Force majeure : le client bénéficiaire des prestations peut-il l’invoquer ?

Par Gauthier Moreuil

La force majeure au temps du Covid a été l’un des sujets juridiques phares de l’année. La crise sanitaire a durement impacté notre vie économique, entraînant le report ou l’annulation de bon nombre de projets et d’évènements. La question de savoir qui doit en supporter les conséquences s’est rapidement posée et certaines décisions judiciaires, que l’on qualifiera de conjoncturelles, ont pu semer le trouble à ce sujet.

 

L’épidémie et les mesures gouvernementales prises pour la contrecarrer ont bousculé nos habitudes et nos certitudes, c’est indéniable, et les juges n’en ont évidemment pas été épargnés.

 

Par un important arrêt du 25 novembre 2020 (n°19-21060), la Première chambre civile de la Cour de cassation a remis l’église au milieu du village : « le créancier qui n’a pu profiter de la prestation à laquelle il avait droit ne peut obtenir la résolution du contrat en invoquant la force majeure ».

 

La règle est claire : la force majeure ne peut être invoquée que par le débiteur de l’obligation empêchée (l’article 1218 du code civil ne parle d’ailleurs que du débiteur), jamais par le créancier de cette obligation. Autrement dit, seul le prestataire qui n’a pu fournir les prestations peut se réfugier derrière la force majeure, en aucun cas le client qui n’a pu profiter de ces prestations.

 

Il faut par ailleurs rappeler que, bien que le client soit lui-même débiteur d’une obligation – celle de payer le prix de la prestation bien sûr – il ne peut pas invoquer la force majeure à cet égard, selon une solution jurisprudentielle classique : « le débiteur d’une obligation contractuelle de somme d’argent inexécutée ne peut s’exonérer de ce cette obligation en invoquant un cas de force majeure » (Com., 16 septembre 2014, n°13-20306).

 

En définitive, la seule porte de sortie envisageable pour le client est d’invoquer l’imprévision (article 1195 du code civil), ce qui suppose qu’il puisse démontrer deux choses : un changement de circonstances imprévisible lors de la conclusion du contrat et une exécution devenue « excessivement onéreuse » pour lui. Si ces deux conditions sont remplies, il peut valablement demander au prestataire une renégociation du contrat, mais il doit tout de même continuer à exécuter ses obligations pendant cette renégociation. Ce n’est qu’en cas d’échec de celle-ci que le juge peut être saisi, afin d’adapter le contrat ou d’y mettre fin à la date et aux conditions qu’il fixe.
★ ★ ★
• _EXERCICES À TRAITER_
1) Recopiez fidèlement le passage du texte sur la force majeure, depuis « La force majeure au » jusqu'à « à ce sujet. » inclus.
2) Selon le texte sur la force majeure, sur quel article du code civil repose l'imprévision que le client peut invoquer ?

• _ENREGISTREMENTS FOURNIS_
★ ★ ★
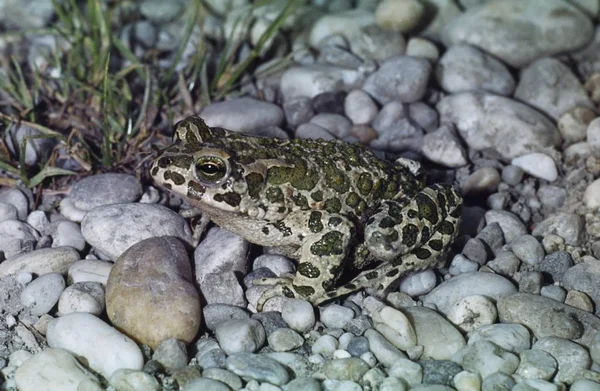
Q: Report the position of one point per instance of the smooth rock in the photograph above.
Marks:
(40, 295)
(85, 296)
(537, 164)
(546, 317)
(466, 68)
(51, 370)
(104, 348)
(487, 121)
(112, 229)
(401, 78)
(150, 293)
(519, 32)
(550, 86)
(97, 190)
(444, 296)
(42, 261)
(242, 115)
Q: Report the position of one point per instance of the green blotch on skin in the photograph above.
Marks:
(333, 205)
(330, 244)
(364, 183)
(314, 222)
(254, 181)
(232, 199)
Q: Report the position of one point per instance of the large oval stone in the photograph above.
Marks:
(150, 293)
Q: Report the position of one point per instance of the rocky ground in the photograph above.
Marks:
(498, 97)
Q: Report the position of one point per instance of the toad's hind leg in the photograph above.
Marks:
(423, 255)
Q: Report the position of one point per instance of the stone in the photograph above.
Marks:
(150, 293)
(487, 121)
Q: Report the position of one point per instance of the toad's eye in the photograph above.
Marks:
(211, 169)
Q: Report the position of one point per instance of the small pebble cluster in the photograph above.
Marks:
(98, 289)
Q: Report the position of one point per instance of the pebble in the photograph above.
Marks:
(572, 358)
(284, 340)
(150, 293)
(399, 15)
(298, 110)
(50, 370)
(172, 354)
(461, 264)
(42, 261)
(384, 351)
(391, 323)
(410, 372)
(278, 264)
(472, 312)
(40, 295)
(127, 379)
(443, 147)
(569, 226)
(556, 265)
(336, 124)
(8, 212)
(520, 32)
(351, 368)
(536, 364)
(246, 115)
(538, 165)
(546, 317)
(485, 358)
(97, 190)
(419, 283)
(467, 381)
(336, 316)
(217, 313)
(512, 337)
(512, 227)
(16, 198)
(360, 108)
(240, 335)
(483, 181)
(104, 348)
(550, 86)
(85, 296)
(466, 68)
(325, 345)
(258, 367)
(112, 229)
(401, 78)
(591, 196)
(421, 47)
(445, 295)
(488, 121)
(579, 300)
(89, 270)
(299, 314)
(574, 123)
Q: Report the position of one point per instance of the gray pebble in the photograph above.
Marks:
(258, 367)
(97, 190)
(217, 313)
★ ★ ★
• _RÉPONSES DANS L'ORDRE_
1)
La force majeure au temps du Covid a été l’un des sujets juridiques phares de l’année. La crise sanitaire a durement impacté notre vie économique, entraînant le report ou l’annulation de bon nombre de projets et d’évènements. La question de savoir qui doit en supporter les conséquences s’est rapidement posée et certaines décisions judiciaires, que l’on qualifiera de conjoncturelles, ont pu semer le trouble à ce sujet.

2) L'article 1195 du code civil.